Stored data
[Start of Attachment]
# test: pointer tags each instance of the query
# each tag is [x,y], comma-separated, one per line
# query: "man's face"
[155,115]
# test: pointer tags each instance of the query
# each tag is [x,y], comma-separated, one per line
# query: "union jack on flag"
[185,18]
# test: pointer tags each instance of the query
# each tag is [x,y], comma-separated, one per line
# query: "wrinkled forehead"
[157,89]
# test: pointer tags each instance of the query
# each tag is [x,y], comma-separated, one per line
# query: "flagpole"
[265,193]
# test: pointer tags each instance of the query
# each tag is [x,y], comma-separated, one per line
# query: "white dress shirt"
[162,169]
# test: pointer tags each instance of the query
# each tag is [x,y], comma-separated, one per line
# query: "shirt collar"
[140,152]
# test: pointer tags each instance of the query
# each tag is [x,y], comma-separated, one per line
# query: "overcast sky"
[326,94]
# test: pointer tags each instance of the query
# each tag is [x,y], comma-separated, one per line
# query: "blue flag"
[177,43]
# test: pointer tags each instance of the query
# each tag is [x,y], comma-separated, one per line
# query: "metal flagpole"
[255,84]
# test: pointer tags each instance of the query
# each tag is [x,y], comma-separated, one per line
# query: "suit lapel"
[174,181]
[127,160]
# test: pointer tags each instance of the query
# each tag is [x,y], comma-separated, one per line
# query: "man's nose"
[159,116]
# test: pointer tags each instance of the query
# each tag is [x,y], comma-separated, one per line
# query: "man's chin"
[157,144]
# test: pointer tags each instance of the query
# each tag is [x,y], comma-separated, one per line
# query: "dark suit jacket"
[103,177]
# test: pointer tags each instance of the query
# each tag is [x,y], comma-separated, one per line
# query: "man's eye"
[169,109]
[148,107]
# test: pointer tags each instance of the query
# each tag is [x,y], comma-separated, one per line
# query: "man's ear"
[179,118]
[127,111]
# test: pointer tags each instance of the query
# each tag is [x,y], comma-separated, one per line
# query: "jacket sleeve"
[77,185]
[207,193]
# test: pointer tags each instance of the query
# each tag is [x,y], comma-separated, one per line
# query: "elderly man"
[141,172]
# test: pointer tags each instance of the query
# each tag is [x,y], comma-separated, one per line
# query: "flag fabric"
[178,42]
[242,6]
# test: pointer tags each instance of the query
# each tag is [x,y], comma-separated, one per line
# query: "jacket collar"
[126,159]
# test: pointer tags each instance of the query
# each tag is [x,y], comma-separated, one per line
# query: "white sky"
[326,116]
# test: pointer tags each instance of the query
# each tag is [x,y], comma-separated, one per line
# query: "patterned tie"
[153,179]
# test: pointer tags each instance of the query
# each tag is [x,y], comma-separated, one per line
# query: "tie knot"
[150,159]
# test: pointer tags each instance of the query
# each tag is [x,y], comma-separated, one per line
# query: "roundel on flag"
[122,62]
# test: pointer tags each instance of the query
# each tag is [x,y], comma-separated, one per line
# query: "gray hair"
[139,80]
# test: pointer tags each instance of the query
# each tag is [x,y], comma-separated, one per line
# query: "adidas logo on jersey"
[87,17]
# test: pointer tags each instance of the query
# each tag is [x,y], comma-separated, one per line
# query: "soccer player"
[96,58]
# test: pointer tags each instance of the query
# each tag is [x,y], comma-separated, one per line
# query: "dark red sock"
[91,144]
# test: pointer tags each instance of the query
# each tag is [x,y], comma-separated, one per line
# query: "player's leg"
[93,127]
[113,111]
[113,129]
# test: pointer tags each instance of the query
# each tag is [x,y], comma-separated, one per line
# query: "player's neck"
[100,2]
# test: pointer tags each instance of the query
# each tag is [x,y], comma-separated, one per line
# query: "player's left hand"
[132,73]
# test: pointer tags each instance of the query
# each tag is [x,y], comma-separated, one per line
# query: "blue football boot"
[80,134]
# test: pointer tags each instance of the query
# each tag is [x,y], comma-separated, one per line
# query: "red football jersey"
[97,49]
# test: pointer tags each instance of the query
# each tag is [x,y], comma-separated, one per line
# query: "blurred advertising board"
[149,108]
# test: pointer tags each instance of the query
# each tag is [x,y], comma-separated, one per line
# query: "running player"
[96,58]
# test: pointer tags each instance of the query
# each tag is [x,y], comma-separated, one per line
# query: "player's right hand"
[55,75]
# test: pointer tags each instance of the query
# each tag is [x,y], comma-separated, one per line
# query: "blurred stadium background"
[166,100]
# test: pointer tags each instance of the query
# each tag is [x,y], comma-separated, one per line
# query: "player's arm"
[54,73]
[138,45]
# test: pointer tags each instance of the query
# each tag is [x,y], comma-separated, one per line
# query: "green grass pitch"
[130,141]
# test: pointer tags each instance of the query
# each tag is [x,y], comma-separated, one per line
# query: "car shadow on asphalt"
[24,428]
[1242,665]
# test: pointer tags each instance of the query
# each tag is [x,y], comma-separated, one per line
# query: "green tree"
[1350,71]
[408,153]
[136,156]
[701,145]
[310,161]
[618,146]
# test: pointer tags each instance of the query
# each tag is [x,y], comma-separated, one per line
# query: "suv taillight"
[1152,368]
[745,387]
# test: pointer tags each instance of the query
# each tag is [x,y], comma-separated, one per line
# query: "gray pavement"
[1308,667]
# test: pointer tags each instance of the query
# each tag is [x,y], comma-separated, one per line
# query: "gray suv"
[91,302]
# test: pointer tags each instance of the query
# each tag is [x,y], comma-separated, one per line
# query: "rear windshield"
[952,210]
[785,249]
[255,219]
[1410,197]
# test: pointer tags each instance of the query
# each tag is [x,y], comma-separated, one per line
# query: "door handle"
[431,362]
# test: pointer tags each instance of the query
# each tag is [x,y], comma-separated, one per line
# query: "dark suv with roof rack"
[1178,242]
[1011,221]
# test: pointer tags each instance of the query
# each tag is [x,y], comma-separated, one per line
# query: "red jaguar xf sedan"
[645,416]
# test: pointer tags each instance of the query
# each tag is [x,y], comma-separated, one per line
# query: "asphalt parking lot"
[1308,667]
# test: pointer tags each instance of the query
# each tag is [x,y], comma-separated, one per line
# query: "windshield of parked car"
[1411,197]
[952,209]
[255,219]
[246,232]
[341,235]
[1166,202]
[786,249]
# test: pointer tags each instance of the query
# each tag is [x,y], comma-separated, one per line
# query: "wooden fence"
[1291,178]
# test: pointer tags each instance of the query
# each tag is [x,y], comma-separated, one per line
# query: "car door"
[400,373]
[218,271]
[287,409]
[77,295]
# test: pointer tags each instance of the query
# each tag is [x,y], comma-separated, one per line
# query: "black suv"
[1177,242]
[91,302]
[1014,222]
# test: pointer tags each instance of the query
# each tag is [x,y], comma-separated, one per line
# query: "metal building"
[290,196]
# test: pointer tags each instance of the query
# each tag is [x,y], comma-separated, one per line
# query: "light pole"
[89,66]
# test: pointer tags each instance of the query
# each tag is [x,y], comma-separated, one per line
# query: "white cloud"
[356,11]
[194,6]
[End of Attachment]
**Task to carry out**. Return each line of the data exactly as written above.

**Written response**.
# test: pointer tags each instance of the query
# each tag is [x,y], comma-separated, one per line
# query: "man's face"
[155,115]
# test: pointer tags each instance of the query
# each tag is [x,y], comma-separated, one per line
# query: "union jack on flag"
[185,18]
# test: pointer tags each instance of the query
# each tag is [x,y], comma-separated, one per line
# query: "wrinkled forehead"
[157,89]
# test: pointer tags each instance of the query
# each tag is [x,y], comma-separated, one per line
# query: "flagpole"
[265,193]
# test: pointer tags each instance of the query
# each tag is [x,y], comma-separated, one per line
# query: "white dress shirt"
[162,169]
# test: pointer tags each instance of the query
# each tag is [x,y], comma-separated, one per line
# query: "shirt collar"
[140,152]
# test: pointer tags each instance of the query
# each tag is [x,y], comma-separated, one per line
# query: "overcast sky"
[326,94]
# test: pointer tags each instance of the query
# each tag is [x,y], comma-separated, one per line
# query: "blue flag"
[177,43]
# test: pointer tags each instance of the query
# each tag is [x,y], comma-separated, one per line
# query: "metal flagpole"
[255,84]
# test: pointer tags each instance of the query
# each tag is [x,y], comma-separated, one per line
# query: "suit lapel"
[174,181]
[127,160]
# test: pointer tags each instance of the query
# each tag is [x,y], comma-separated, one per line
# query: "man's nose"
[159,116]
# test: pointer tags each instance of the query
# each tag is [x,y], comma-separated, one per line
# query: "man's chin"
[157,144]
# test: pointer tags each instance of the query
# each tag is [x,y], comma-separated, one per line
# query: "dark suit jacket"
[103,177]
# test: pointer tags each instance of the query
# each tag is [x,y], comma-separated, one per line
# query: "man's eye"
[169,109]
[148,107]
# test: pointer tags each instance of the query
# each tag is [x,y], comma-separated, one per line
# query: "man's ear"
[179,118]
[127,111]
# test: pointer tags each instance of the query
# each tag is [x,y], comma-separated, one per line
# query: "jacket sleeve"
[77,185]
[207,193]
# test: pointer tags each instance of the query
# each tag is [x,y], comma-separated, one per line
# query: "elderly man"
[141,172]
# test: pointer tags each instance of the query
# each tag is [x,y], comma-separated, one per line
# query: "flag fabric"
[178,42]
[242,6]
# test: pointer tags each instance of the query
# each tag is [x,y], comma-separated, one per line
# query: "jacket collar"
[126,159]
# test: pointer tags each instance of the query
# each tag is [x,y], comma-separated, one per line
# query: "white sky"
[326,116]
# test: pointer tags each instance of the query
# each tag is [x,y], comma-separated, one per line
# query: "patterned tie"
[153,179]
# test: pointer tags each instance of the query
# each tag is [x,y], comma-separated, one per line
# query: "tie knot"
[150,159]
# test: pointer tags each instance of the query
# each tag is [x,y], comma-separated, one per line
# query: "roundel on flag"
[122,62]
# test: pointer tags each instance of the query
# each tag is [x,y], comma-separated, one per line
# query: "gray hair"
[139,80]
# test: pointer tags each instance of the query
# each tag is [x,y], comma-separated, one per line
# query: "adidas logo on jersey"
[87,17]
# test: pointer tags each instance of the query
# each tag is [x,y], comma-separated, one per line
# query: "soccer player"
[96,58]
# test: pointer tags each instance of the query
# each tag is [x,y], comma-separated, one per line
# query: "dark red sock"
[91,144]
# test: pointer tags each instance of the query
# each tag is [x,y], comma-separated, one per line
# query: "player's leg"
[93,127]
[113,111]
[113,129]
# test: pointer tags each instance of the query
# each tag is [x,y], comma-separated, one per line
# query: "player's neck"
[100,2]
# test: pointer tags each instance of the query
# each tag is [x,y], comma-separated, one per line
# query: "player's left hand"
[132,73]
# test: pointer tags each instance of the query
# each tag is [x,y], comma-separated, one per line
# query: "blue football boot"
[80,134]
# test: pointer tags each instance of the query
# each tag is [x,y], comma-separated, one per line
# query: "red football jersey"
[97,49]
# test: pointer tags each instance of the query
# each tag is [x,y], comma-separated, one per line
# query: "blurred advertising board"
[149,108]
# test: pointer tags each instance of the query
# each tag is [x,y], comma-separated, one per line
# query: "running player"
[96,58]
# test: pointer tags each instance of the query
# each tag is [x,y], comma-separated, one per line
# query: "player's right hand"
[55,75]
# test: pointer tags each instance of the query
# each tag is [x,y], comma-separated, one per line
# query: "blurred stadium background"
[166,100]
# test: pointer tags each instance of the query
# each tag is [x,y], comma-separated, one per line
# query: "player's arm"
[54,73]
[138,45]
# test: pointer tags each instance of the query
# each tag is [x,y], comma-separated, one per line
# query: "green grass pitch"
[130,141]
# test: pointer tags each instance of the query
# each tag is [x,y], comma-separated, one per line
# query: "car shadow on asphalt"
[24,428]
[1242,665]
# test: pointer tags each instance of the query
# each tag is [x,y], comma-separated, one per line
# query: "green tree"
[1350,71]
[408,153]
[136,156]
[701,145]
[310,161]
[618,146]
# test: pointer tags each instance of the query
# each tag is [x,y], comma-separated, one per line
# query: "suv taillight"
[1152,368]
[745,387]
# test: pointer tags each instance of the query
# each tag is [x,y], comma-separated, one per line
# query: "gray pavement"
[1308,667]
# test: pointer tags each instance of the query
# each tag is [x,y], comma-separated, one per line
# query: "gray suv"
[91,302]
# test: pointer tags each instance of the query
# each tag is [x,y], comma-separated, one per line
# query: "rear windshield"
[952,210]
[785,249]
[255,219]
[1410,197]
# test: pointer tags each instance of the query
# each tag is [x,y], comma-separated, one per line
# query: "door handle"
[431,362]
# test: pointer tags each instance of the query
# each tag is [x,y], comma-separated, one per line
# query: "dark suv with roof rack"
[1178,242]
[1011,221]
# test: pointer tags each instance of the query
# each tag is [x,y], comma-separated, one per line
# query: "red jaguar xf sedan"
[645,416]
# test: pointer tags each instance of the query
# each tag is [x,y], comma-separated, one per line
# query: "asphalt parking lot"
[1308,667]
# test: pointer tags each instance of the query
# each tag is [x,y], comma-separated, one per line
# query: "windshield of parked car"
[1411,197]
[952,209]
[255,219]
[246,232]
[341,235]
[1166,202]
[786,249]
# test: pointer tags each instance of the query
# each tag is [x,y], comma-separated, one per line
# query: "wooden fence"
[1291,178]
# test: pointer tags each instance of the query
# each tag is [x,y], comma-separated, one per line
# query: "car door"
[400,373]
[218,271]
[287,409]
[77,295]
# test: pointer tags each instance of the query
# each tag is [x,y], comma-separated, one per line
# query: "black suv"
[1177,242]
[91,302]
[1014,222]
# test: pointer tags each instance of the query
# each tag is [x,y], comma-separated, one per line
# query: "metal building"
[290,196]
# test: pointer tags each instance of the query
# each tag is [x,y], comma-separated, one per line
# query: "light pole"
[89,66]
# test: pointer tags each instance of the query
# each tag is [x,y], comma-separated, one per line
# query: "white cloud"
[356,11]
[194,6]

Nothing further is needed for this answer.